Exercise directions –
Rewrite the listing from its beginning through the line that contains "left=649, top=241, right=715, bottom=344", both ends included, changing "detection target" to "object label" and keeping everything else unchanged. Return only those lines, and leave the pictures out.

---------- Dataset ----------

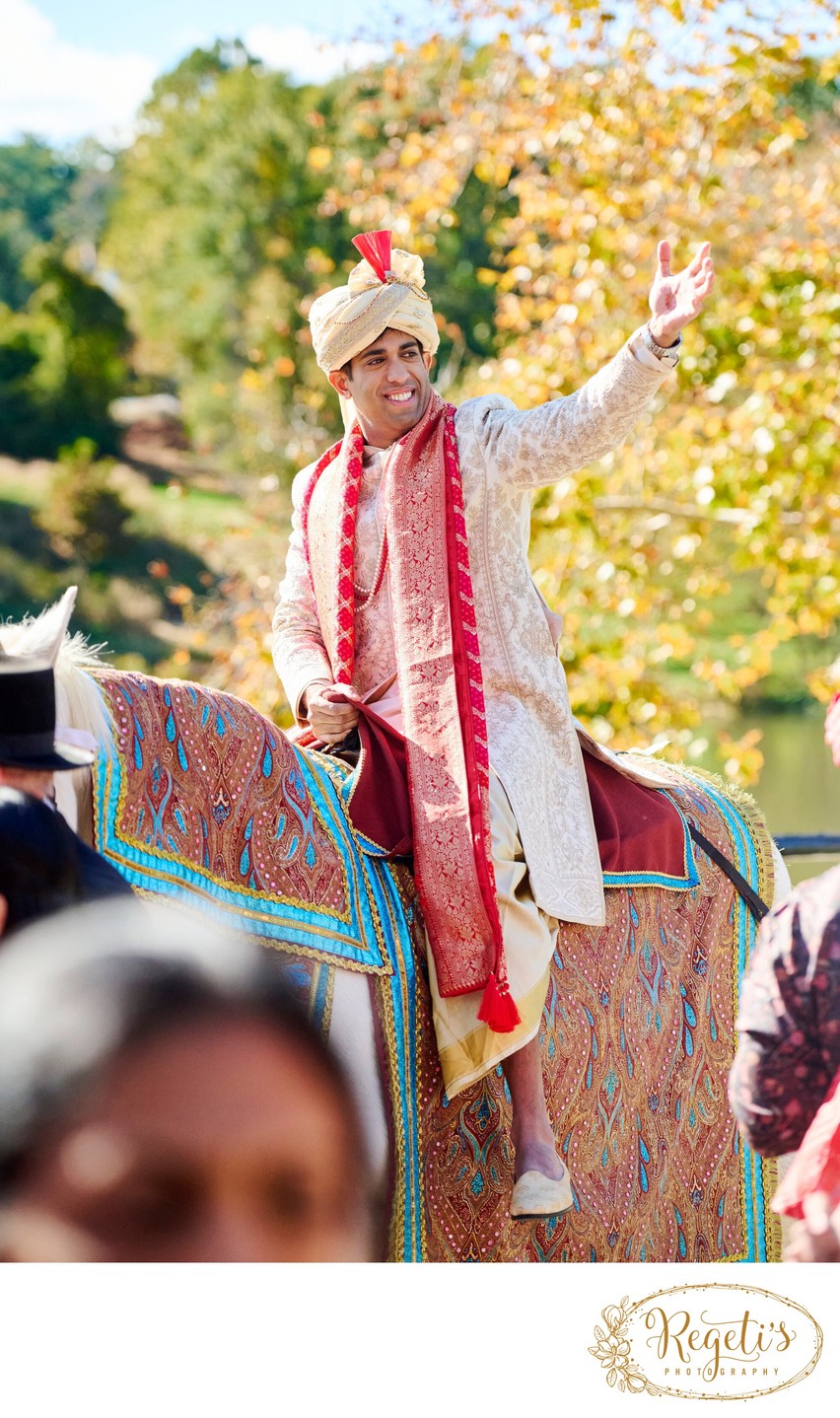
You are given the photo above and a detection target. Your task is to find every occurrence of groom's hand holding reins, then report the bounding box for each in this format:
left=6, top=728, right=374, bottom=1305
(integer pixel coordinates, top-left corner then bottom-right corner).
left=649, top=241, right=715, bottom=346
left=301, top=679, right=359, bottom=744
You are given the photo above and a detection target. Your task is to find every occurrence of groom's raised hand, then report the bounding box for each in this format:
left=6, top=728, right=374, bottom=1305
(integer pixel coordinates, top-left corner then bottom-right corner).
left=649, top=241, right=715, bottom=344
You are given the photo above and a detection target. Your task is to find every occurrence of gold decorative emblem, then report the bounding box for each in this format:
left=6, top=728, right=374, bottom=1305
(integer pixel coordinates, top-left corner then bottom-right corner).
left=589, top=1295, right=662, bottom=1394
left=589, top=1283, right=823, bottom=1399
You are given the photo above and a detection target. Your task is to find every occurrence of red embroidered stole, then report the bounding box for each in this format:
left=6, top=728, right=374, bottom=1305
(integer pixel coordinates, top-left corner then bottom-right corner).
left=303, top=394, right=520, bottom=1032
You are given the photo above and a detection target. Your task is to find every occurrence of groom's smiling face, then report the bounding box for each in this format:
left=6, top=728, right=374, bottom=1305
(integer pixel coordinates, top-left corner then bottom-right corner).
left=329, top=329, right=432, bottom=448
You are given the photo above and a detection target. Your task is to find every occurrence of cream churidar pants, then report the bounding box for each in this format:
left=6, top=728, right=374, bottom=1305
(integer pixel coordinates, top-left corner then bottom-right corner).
left=427, top=768, right=558, bottom=1098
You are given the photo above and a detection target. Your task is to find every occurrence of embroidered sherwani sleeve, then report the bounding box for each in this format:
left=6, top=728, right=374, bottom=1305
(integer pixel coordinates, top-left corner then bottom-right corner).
left=271, top=469, right=333, bottom=723
left=472, top=336, right=671, bottom=488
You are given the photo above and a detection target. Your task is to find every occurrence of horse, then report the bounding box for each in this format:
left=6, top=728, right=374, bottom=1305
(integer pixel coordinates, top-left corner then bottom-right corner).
left=8, top=593, right=789, bottom=1262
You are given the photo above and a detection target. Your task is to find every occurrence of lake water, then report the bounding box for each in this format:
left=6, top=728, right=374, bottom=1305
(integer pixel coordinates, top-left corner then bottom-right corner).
left=704, top=708, right=840, bottom=882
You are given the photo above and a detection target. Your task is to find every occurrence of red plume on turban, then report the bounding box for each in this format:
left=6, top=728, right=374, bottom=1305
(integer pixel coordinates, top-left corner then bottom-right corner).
left=353, top=231, right=390, bottom=285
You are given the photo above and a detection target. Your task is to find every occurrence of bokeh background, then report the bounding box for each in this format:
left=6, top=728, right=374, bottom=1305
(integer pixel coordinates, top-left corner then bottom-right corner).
left=0, top=0, right=840, bottom=869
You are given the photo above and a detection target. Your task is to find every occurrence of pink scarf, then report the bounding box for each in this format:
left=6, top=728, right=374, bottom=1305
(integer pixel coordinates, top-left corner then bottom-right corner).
left=303, top=394, right=520, bottom=1033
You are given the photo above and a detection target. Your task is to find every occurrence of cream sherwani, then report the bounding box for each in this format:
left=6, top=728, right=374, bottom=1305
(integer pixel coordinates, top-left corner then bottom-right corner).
left=272, top=336, right=669, bottom=1097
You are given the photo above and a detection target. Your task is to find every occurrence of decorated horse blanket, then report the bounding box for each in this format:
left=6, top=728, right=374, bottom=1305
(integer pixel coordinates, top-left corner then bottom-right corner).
left=87, top=673, right=779, bottom=1262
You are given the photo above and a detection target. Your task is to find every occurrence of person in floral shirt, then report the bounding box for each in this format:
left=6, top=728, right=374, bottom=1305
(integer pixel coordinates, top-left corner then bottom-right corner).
left=730, top=867, right=840, bottom=1156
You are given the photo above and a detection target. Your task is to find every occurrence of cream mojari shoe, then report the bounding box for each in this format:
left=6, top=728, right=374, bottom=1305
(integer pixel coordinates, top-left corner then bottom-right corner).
left=511, top=1167, right=575, bottom=1220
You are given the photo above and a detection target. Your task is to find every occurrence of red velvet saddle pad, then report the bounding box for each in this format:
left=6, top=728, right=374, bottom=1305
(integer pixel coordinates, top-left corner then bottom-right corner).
left=584, top=753, right=685, bottom=878
left=324, top=705, right=687, bottom=881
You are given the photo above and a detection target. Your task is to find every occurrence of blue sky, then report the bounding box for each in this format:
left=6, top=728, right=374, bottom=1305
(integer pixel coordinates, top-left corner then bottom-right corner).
left=0, top=0, right=836, bottom=145
left=0, top=0, right=430, bottom=143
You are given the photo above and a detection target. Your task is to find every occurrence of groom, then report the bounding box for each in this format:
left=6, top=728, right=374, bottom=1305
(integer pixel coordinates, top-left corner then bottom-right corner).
left=272, top=231, right=714, bottom=1217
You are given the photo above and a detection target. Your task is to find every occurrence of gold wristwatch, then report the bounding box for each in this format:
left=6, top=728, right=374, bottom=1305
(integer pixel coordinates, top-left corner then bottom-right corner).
left=640, top=324, right=682, bottom=369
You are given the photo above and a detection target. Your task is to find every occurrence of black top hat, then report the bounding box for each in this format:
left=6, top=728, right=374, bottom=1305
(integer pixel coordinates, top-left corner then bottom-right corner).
left=0, top=655, right=94, bottom=773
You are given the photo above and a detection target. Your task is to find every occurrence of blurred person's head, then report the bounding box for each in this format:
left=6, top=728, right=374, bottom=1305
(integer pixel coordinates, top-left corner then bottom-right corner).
left=0, top=903, right=371, bottom=1260
left=0, top=787, right=85, bottom=935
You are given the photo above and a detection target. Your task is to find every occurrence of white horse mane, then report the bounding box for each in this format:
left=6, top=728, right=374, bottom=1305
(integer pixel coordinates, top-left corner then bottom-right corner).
left=0, top=586, right=110, bottom=744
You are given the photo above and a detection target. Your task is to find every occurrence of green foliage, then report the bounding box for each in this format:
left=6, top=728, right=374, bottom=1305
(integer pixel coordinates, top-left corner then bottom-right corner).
left=35, top=438, right=130, bottom=569
left=0, top=248, right=129, bottom=458
left=0, top=136, right=77, bottom=311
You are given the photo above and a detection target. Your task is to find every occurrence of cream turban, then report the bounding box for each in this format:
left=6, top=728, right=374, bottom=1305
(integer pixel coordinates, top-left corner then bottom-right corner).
left=310, top=233, right=440, bottom=375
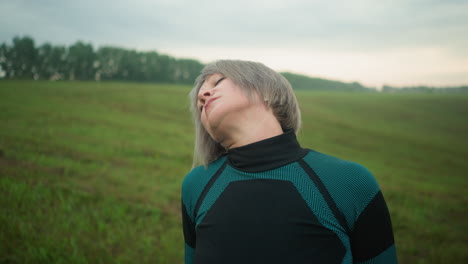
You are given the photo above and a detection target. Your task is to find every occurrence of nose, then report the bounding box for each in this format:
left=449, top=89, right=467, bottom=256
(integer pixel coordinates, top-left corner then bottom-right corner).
left=198, top=87, right=213, bottom=105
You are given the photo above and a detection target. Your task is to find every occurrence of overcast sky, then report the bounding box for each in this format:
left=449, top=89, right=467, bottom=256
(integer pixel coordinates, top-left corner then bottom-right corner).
left=0, top=0, right=468, bottom=87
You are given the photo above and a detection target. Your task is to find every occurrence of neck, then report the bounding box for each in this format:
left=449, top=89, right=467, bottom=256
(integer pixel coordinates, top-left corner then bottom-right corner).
left=220, top=106, right=283, bottom=149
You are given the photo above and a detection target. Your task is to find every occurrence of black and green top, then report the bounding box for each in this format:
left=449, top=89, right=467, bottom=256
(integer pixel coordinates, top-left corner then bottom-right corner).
left=182, top=132, right=397, bottom=264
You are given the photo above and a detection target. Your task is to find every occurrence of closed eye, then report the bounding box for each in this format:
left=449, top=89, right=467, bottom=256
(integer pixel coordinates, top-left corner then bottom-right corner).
left=215, top=77, right=226, bottom=86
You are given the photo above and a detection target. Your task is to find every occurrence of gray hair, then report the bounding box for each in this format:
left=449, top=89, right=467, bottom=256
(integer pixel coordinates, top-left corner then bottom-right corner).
left=190, top=60, right=301, bottom=167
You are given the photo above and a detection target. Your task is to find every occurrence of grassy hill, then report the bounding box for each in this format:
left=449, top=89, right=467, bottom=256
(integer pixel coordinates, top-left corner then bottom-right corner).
left=0, top=81, right=468, bottom=263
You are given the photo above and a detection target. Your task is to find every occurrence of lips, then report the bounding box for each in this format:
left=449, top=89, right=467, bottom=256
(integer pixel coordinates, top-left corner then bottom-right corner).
left=205, top=97, right=219, bottom=109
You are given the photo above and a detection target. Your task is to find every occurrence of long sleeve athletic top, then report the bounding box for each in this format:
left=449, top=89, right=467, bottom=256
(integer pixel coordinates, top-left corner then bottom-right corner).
left=182, top=131, right=397, bottom=264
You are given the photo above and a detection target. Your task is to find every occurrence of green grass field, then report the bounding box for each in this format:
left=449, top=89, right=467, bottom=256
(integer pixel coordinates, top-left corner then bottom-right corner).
left=0, top=81, right=468, bottom=264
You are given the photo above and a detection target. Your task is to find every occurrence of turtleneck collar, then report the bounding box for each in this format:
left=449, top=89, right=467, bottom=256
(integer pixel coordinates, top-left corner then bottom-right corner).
left=227, top=130, right=308, bottom=172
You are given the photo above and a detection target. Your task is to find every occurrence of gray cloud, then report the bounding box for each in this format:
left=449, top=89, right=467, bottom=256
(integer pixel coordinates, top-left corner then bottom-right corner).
left=0, top=0, right=468, bottom=85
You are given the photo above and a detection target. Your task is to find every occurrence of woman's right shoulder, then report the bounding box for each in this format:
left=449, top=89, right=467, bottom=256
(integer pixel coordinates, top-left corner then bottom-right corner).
left=182, top=156, right=226, bottom=192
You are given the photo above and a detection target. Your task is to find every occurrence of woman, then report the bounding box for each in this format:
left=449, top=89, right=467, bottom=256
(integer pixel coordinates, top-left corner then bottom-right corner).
left=182, top=60, right=397, bottom=264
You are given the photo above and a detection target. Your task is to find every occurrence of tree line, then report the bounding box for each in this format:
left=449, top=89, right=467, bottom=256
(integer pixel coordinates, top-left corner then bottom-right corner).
left=0, top=36, right=204, bottom=84
left=0, top=36, right=468, bottom=93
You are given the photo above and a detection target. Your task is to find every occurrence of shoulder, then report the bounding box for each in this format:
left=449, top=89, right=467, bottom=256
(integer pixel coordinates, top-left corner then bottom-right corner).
left=182, top=156, right=226, bottom=204
left=304, top=150, right=380, bottom=222
left=304, top=150, right=379, bottom=192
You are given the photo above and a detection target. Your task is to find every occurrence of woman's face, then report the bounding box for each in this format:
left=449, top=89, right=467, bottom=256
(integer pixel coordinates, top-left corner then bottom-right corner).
left=197, top=73, right=251, bottom=142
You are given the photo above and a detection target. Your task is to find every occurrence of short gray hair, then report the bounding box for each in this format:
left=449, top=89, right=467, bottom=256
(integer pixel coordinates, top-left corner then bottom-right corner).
left=190, top=60, right=301, bottom=167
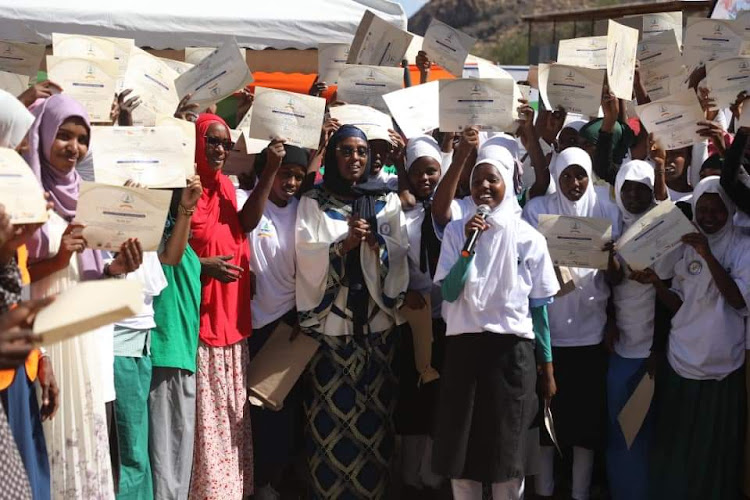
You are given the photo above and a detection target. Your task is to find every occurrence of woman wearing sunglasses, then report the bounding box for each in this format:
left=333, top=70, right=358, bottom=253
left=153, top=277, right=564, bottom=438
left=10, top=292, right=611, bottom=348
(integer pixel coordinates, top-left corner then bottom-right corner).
left=297, top=125, right=409, bottom=498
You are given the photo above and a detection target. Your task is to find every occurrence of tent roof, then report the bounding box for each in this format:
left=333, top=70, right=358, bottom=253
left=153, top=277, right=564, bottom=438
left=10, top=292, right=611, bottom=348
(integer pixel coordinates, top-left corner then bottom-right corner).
left=0, top=0, right=406, bottom=49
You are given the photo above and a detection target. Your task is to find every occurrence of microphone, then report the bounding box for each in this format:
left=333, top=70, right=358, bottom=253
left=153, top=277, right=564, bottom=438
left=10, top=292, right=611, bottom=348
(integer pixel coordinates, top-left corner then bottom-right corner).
left=461, top=205, right=490, bottom=257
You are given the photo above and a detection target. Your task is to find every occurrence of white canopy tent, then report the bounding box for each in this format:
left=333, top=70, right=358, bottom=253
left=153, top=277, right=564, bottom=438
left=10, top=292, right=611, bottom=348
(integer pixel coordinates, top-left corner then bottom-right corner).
left=0, top=0, right=407, bottom=50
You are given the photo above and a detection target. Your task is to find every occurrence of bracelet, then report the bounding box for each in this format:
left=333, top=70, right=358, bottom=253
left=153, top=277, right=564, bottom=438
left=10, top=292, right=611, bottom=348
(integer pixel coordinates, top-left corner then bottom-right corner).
left=177, top=203, right=195, bottom=217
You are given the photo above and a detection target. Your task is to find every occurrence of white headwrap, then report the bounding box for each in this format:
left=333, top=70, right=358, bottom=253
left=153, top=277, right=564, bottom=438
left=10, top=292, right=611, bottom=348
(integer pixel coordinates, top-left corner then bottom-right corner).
left=615, top=160, right=654, bottom=227
left=0, top=89, right=34, bottom=149
left=406, top=135, right=443, bottom=172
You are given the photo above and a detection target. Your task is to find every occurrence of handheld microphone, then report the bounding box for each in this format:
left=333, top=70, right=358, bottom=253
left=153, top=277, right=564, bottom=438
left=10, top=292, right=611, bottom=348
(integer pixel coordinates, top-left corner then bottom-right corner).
left=461, top=205, right=490, bottom=257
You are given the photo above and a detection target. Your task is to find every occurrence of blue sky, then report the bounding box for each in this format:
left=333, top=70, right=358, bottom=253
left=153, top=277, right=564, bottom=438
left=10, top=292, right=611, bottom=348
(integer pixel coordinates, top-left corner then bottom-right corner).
left=397, top=0, right=427, bottom=17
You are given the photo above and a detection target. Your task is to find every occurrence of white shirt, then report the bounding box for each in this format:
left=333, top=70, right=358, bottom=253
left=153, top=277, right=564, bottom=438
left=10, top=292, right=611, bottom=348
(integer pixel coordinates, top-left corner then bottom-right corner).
left=253, top=196, right=299, bottom=328
left=435, top=219, right=560, bottom=339
left=667, top=231, right=750, bottom=380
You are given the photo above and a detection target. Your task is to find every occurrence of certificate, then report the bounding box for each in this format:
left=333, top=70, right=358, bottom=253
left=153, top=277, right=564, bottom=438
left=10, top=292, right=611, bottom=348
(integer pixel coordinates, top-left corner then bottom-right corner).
left=337, top=65, right=404, bottom=113
left=439, top=78, right=516, bottom=132
left=635, top=90, right=705, bottom=151
left=0, top=148, right=47, bottom=224
left=250, top=87, right=326, bottom=149
left=538, top=214, right=612, bottom=269
left=346, top=10, right=414, bottom=67
left=318, top=43, right=349, bottom=85
left=615, top=200, right=695, bottom=271
left=47, top=56, right=117, bottom=123
left=0, top=71, right=30, bottom=96
left=607, top=20, right=638, bottom=101
left=122, top=47, right=180, bottom=127
left=75, top=181, right=172, bottom=252
left=638, top=30, right=682, bottom=101
left=706, top=57, right=750, bottom=109
left=383, top=81, right=440, bottom=139
left=91, top=126, right=195, bottom=188
left=422, top=18, right=477, bottom=78
left=174, top=39, right=253, bottom=109
left=0, top=42, right=46, bottom=83
left=330, top=104, right=393, bottom=142
left=557, top=36, right=607, bottom=69
left=682, top=17, right=743, bottom=68
left=539, top=64, right=605, bottom=116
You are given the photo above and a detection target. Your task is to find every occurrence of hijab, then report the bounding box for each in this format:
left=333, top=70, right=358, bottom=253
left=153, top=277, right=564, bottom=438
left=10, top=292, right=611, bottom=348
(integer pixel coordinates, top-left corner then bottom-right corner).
left=24, top=94, right=104, bottom=280
left=615, top=160, right=656, bottom=227
left=190, top=113, right=252, bottom=347
left=0, top=89, right=34, bottom=149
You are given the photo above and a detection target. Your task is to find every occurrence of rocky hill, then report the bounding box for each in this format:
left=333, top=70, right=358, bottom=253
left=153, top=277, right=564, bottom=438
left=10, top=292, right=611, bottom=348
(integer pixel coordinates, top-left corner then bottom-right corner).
left=409, top=0, right=633, bottom=64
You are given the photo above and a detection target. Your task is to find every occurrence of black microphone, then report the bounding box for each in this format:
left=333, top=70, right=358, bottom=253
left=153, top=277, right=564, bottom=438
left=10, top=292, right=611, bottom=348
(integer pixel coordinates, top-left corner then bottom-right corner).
left=461, top=205, right=490, bottom=257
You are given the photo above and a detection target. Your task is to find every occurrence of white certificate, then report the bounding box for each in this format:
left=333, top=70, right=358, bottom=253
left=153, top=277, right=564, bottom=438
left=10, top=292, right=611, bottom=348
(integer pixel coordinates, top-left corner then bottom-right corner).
left=47, top=56, right=117, bottom=123
left=0, top=148, right=47, bottom=224
left=706, top=57, right=750, bottom=109
left=91, top=126, right=195, bottom=188
left=336, top=65, right=404, bottom=113
left=643, top=11, right=682, bottom=42
left=422, top=18, right=477, bottom=78
left=75, top=181, right=172, bottom=252
left=122, top=47, right=180, bottom=127
left=250, top=87, right=326, bottom=149
left=329, top=104, right=393, bottom=142
left=539, top=64, right=605, bottom=116
left=346, top=10, right=413, bottom=66
left=682, top=17, right=743, bottom=68
left=557, top=36, right=607, bottom=69
left=383, top=81, right=440, bottom=139
left=0, top=71, right=30, bottom=96
left=615, top=200, right=695, bottom=271
left=0, top=41, right=46, bottom=83
left=174, top=39, right=253, bottom=108
left=607, top=20, right=638, bottom=101
left=538, top=214, right=612, bottom=269
left=635, top=90, right=705, bottom=151
left=638, top=30, right=682, bottom=101
left=318, top=43, right=349, bottom=85
left=439, top=78, right=516, bottom=132
left=52, top=33, right=115, bottom=60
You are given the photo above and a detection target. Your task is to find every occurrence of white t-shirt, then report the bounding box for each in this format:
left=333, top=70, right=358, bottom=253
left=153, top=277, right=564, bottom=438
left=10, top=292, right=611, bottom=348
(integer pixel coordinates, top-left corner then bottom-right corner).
left=435, top=219, right=560, bottom=339
left=251, top=196, right=299, bottom=328
left=667, top=231, right=750, bottom=380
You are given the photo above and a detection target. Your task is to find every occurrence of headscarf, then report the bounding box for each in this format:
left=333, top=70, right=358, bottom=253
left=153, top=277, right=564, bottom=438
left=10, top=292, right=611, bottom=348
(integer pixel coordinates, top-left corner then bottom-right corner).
left=190, top=113, right=252, bottom=347
left=615, top=160, right=655, bottom=227
left=0, top=89, right=34, bottom=149
left=24, top=94, right=104, bottom=280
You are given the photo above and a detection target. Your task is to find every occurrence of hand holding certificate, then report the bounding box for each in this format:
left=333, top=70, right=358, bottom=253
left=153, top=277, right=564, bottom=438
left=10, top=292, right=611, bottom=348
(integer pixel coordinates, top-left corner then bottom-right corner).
left=615, top=201, right=695, bottom=271
left=0, top=148, right=47, bottom=224
left=538, top=214, right=612, bottom=269
left=47, top=56, right=118, bottom=123
left=174, top=39, right=253, bottom=108
left=539, top=64, right=605, bottom=116
left=422, top=19, right=477, bottom=78
left=75, top=181, right=172, bottom=252
left=91, top=126, right=195, bottom=188
left=439, top=78, right=516, bottom=132
left=250, top=87, right=326, bottom=149
left=635, top=90, right=705, bottom=151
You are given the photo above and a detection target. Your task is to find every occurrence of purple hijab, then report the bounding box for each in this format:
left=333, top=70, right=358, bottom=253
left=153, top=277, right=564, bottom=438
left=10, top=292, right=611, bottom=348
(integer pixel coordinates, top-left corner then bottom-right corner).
left=24, top=94, right=104, bottom=281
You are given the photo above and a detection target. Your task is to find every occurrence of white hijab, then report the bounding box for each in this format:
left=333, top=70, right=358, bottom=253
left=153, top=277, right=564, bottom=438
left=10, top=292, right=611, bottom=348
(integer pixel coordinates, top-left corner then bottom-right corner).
left=615, top=160, right=655, bottom=228
left=0, top=89, right=34, bottom=149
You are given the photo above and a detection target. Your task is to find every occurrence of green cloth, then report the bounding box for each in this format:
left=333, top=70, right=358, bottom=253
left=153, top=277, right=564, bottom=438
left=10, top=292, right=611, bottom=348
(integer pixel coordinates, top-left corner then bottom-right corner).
left=530, top=305, right=552, bottom=363
left=440, top=255, right=474, bottom=302
left=151, top=245, right=201, bottom=373
left=114, top=356, right=154, bottom=500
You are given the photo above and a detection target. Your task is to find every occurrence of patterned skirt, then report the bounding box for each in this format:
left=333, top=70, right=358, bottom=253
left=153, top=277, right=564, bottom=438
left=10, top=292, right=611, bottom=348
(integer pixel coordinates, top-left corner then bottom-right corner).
left=305, top=330, right=398, bottom=500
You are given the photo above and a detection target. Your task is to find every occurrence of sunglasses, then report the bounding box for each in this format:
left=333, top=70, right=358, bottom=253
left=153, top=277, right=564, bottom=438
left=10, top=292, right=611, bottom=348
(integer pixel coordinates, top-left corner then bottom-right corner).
left=205, top=136, right=234, bottom=151
left=336, top=146, right=369, bottom=158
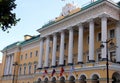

----------

Right answer –
You are given the photo above and a object label. Your task is to find every occurrence of groom's hand holding reins, then report the bounding box for each in this format:
left=6, top=728, right=374, bottom=1305
(integer pixel coordinates, top-left corner then bottom-right corner).
left=649, top=241, right=715, bottom=346
left=301, top=679, right=359, bottom=744
You are given the photo above and a object label. Your task is to find every occurrence of groom's raised hand, then report the bounding box for each in this format:
left=6, top=728, right=374, bottom=1305
(integer pixel coordinates, top-left corner then bottom-right corner).
left=649, top=241, right=715, bottom=344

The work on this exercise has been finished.